§ **Things to do**
1. Check each statement below against the passage on Cocktails & Conversations. Mark each one yes or no, and quote the exact words from the passage that settle it. (a) Finsel worked behind the bar at Philadelphia's Astral Plane. (b) The book is an innovative recipe book. (c) The vignettes in the book are nonfiction accounts.
2. Carry on the passage on Cocktails & Conversations, picking up right after its final sentence.

As 2004 Rising Star Mixologist Joel Finsel muses in the introduction to Cocktails & Conversations, the role of bartender extends far beyond a steady grip over the cocktail shaker. As Finsel puts it, he is a “friend, therapist, peace-maker, peeping Tom [sic], simultaneously a hired ear, and the last life raft one can hope to cling before drifting off into the sea of total inebriation.” And during his years behind the bar at Philadelphia’s Astral Plane, Finsel has performed all these duties diligently. But now he’s taken on an additional role, that of pseudo bar historian. Readers get a barfly’s point of view as Finsel records the bizarre encounters and ridiculous stories of colorful clientele and kitchen staff in a collection of fictional vignettes inspired by true events. Scattered between these tales are short essays on the basic spirits of the craft (bourbon, cognac, gin, vodka, tequila, rum, scotch, and absinthe) as well as a few classic recipes for each.
The emphasis of Cocktails & Conversations is definitely more on conversation than cocktail. This is not an innovative recipe book (drinks edge on the side of tradition and simplicity), nor will you find an academic tract on the delicate balance of sweetness, bitterness, and acidity. But what you will sense is how much the bar is like the theater: conflict, romance, comedy, and tragedy spill from the stools like so many tipped-over pint glasses. Cast members are all walk-ons and the dialogue is all improvised, although Finsel discloses that it’s a work of fiction based on a real place.

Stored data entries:
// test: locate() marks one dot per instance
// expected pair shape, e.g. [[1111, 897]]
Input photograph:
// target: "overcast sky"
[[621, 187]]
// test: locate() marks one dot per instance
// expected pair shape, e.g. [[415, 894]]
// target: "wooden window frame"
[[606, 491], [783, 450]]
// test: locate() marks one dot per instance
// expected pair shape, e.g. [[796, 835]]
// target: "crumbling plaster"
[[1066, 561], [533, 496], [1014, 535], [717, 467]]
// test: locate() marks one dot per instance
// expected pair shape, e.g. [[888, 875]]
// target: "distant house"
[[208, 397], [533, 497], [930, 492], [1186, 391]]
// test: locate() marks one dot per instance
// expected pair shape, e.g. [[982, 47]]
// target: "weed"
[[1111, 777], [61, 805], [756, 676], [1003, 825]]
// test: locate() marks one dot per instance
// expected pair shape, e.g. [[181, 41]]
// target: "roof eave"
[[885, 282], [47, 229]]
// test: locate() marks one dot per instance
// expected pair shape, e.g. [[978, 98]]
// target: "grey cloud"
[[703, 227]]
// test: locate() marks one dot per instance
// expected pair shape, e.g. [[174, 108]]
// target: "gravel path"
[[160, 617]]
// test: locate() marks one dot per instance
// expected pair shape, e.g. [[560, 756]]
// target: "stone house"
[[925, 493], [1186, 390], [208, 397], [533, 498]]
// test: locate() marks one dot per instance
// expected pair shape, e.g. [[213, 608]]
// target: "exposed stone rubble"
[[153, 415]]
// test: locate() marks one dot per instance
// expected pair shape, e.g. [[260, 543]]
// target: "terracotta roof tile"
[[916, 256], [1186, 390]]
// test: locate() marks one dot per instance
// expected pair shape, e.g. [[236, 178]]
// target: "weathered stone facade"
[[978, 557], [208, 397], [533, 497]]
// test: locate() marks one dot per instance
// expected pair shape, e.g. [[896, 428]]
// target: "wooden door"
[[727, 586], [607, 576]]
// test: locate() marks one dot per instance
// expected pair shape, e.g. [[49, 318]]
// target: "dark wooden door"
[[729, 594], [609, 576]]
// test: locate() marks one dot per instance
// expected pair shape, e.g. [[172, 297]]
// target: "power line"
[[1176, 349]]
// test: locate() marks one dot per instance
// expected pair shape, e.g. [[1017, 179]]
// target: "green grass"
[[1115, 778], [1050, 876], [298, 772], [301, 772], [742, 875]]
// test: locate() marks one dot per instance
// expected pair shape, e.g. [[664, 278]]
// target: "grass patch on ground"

§ **Expected outputs**
1.
(a) Yes: "during his years behind the bar at Philadelphia’s Astral Plane"
(b) No: "This is not an innovative recipe book"
(c) No: "a collection of fictional vignettes inspired by true events"

2.
A preview of the scenes: the Astral Plane publicist’s near run-in with Vivien Leigh, the main man meeting tempting female customers, the history of gin presented by a precariously sane woman from the street, and the excitement of being chosen by StarChefs.com as the 2004 Philadelphia Rising Stars Mixologist (we can confirm the last event is nonfictional). In a rambling, casual style, Finsel meanders from one story to the next, loosely covering his tenure at the restaurant from hiring to his last night. And like a stand-up comedy routine or the latest Will Ferrell movie, this memoir is best enjoyed with a drink in hand.